**THE DATA:**
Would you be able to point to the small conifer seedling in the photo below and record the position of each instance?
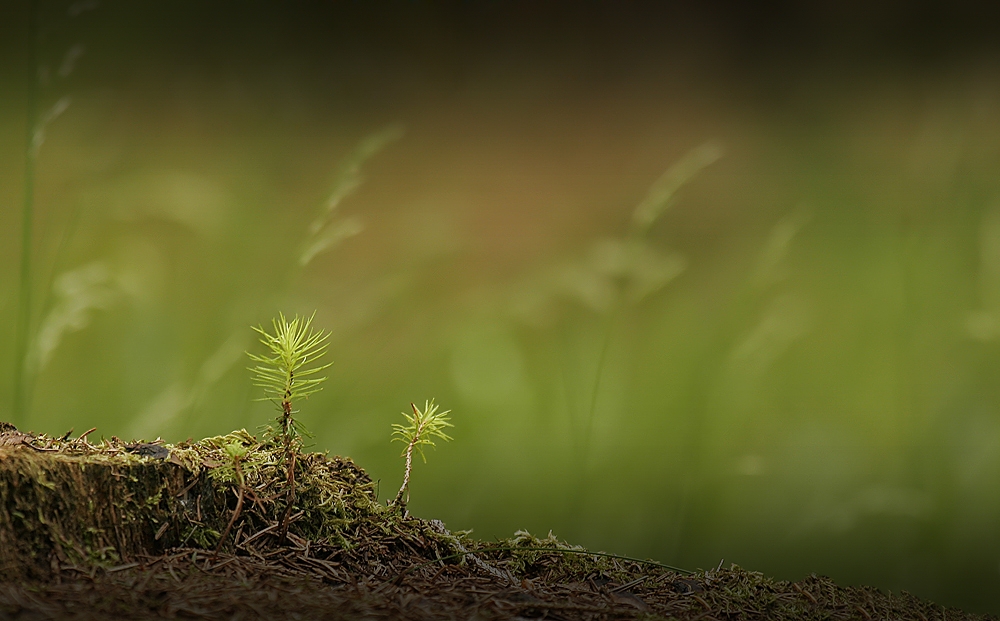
...
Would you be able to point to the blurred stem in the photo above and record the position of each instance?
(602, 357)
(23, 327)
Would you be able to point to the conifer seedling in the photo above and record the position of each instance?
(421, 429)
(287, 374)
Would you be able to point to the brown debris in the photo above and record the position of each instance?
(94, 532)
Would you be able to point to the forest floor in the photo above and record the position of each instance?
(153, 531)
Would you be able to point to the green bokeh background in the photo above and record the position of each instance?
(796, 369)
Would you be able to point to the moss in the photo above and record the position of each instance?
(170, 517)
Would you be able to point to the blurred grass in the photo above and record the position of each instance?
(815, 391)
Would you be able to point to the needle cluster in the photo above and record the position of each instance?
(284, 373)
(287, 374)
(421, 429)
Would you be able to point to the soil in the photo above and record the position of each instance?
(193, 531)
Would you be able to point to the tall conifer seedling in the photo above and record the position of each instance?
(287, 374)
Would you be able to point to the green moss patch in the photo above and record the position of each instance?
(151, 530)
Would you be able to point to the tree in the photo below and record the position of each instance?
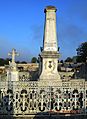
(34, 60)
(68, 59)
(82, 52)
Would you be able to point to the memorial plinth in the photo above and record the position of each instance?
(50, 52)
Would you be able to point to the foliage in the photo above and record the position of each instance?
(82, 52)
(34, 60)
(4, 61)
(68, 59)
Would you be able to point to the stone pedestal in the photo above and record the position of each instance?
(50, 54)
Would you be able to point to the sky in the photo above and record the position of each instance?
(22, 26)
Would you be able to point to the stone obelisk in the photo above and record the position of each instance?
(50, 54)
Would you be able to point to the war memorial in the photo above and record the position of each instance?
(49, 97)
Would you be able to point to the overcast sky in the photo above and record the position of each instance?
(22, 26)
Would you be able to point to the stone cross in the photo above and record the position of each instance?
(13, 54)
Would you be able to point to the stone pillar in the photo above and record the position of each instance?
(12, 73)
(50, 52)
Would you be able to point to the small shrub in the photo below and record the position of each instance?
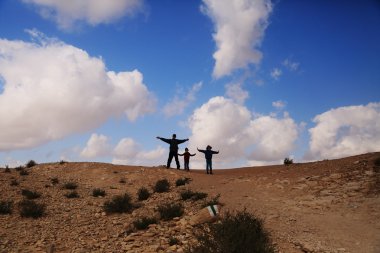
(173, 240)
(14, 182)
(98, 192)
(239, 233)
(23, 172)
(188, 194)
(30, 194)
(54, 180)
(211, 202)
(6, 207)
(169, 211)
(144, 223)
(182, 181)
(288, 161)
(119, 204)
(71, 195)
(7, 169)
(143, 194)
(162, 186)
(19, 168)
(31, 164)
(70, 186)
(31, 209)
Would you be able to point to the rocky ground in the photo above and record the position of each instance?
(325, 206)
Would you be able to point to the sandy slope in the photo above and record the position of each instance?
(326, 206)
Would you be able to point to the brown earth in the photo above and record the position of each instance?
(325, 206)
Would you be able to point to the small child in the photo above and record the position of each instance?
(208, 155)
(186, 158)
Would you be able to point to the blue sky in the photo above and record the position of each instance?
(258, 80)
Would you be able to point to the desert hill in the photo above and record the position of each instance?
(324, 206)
---
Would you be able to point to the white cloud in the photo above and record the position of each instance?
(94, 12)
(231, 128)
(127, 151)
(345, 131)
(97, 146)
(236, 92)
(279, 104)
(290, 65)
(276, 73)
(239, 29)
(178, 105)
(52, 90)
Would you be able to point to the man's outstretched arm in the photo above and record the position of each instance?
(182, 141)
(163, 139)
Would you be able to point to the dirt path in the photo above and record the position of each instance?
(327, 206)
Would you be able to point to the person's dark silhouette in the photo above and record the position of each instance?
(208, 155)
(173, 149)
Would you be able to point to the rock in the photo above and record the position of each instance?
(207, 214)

**JOB:** From the entries above, pull out every line that contains the word "below".

**ANSWER IN FULL:**
Would you be able to point to the small conifer seedling in the photo below and record the position of each instance?
Would you be able to point to the tree in the photo below and record the position of each instance?
Would you be able to point to the small shrub in the photo below and record the position of each instance?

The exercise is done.